• [TASK ITEM] Write down exactly the lines from the one with "scan for: shop signage" to the end of the data, first and last included, and no others.

[Stored items from a collection]
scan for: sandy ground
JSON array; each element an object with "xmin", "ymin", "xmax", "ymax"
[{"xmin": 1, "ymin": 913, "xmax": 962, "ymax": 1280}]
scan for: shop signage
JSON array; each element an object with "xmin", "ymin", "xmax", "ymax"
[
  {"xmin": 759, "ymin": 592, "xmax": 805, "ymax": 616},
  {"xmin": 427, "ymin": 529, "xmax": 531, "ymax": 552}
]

• [RESULT]
scan for: shop signage
JSON array; each element an object with "xmin", "ymin", "xmax", "ymax"
[
  {"xmin": 759, "ymin": 592, "xmax": 805, "ymax": 616},
  {"xmin": 427, "ymin": 529, "xmax": 531, "ymax": 552}
]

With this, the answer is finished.